Top of Exercise input
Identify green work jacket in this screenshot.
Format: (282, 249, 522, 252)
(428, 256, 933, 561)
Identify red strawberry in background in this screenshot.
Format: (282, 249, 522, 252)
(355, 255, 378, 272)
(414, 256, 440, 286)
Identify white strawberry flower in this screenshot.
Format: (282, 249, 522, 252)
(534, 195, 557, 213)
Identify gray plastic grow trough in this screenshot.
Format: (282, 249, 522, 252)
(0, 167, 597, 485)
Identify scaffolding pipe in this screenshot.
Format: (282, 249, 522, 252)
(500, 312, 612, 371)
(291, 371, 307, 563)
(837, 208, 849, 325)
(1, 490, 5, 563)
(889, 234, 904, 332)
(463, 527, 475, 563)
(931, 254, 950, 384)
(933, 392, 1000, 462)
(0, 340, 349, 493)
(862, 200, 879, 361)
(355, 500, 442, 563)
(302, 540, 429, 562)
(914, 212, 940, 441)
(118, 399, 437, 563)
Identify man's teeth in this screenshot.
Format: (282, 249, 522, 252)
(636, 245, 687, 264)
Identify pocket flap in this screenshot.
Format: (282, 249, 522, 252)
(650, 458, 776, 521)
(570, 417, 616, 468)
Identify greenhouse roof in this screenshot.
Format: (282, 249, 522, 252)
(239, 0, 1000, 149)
Bottom of Exercise input
Top of Exercise input
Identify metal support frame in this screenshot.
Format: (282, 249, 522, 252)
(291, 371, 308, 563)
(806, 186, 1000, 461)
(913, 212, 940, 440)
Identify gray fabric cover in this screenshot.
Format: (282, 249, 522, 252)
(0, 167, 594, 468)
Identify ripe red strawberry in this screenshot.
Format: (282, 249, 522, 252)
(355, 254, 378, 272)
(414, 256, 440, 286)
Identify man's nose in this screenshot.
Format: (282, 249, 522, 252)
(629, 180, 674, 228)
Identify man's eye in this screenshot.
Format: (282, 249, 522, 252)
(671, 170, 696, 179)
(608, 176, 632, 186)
Bottom of Exercise input
**Instructions to follow:** Find where the line with "Identify green work" sits in the material above, then copy exactly from it through the line with "Identify pocket flap in this screenshot.". Add no other line.

**Expected output:**
Identify green work jacket in this screenshot.
Format: (282, 249, 522, 252)
(428, 256, 933, 561)
Identify red strawberry in background in this screenshot.
Format: (282, 249, 522, 252)
(355, 255, 378, 272)
(414, 256, 440, 286)
Identify white strawberry flower in this screenshot.
Format: (282, 249, 522, 252)
(534, 195, 557, 213)
Identify gray plastic grow trough in this screenshot.
Format: (282, 249, 522, 252)
(0, 167, 597, 485)
Identify scaffolding pipe in this screenshot.
Format: (282, 249, 522, 252)
(500, 312, 612, 371)
(291, 371, 307, 563)
(837, 208, 849, 325)
(1, 490, 5, 563)
(889, 234, 904, 332)
(463, 527, 475, 563)
(931, 254, 950, 384)
(933, 392, 1000, 462)
(0, 340, 349, 493)
(862, 200, 879, 361)
(355, 500, 442, 563)
(302, 540, 429, 562)
(914, 212, 940, 441)
(118, 399, 437, 563)
Identify man's teeth in this screenshot.
Format: (282, 249, 522, 252)
(636, 245, 687, 264)
Identify pocket flap in this screenshot.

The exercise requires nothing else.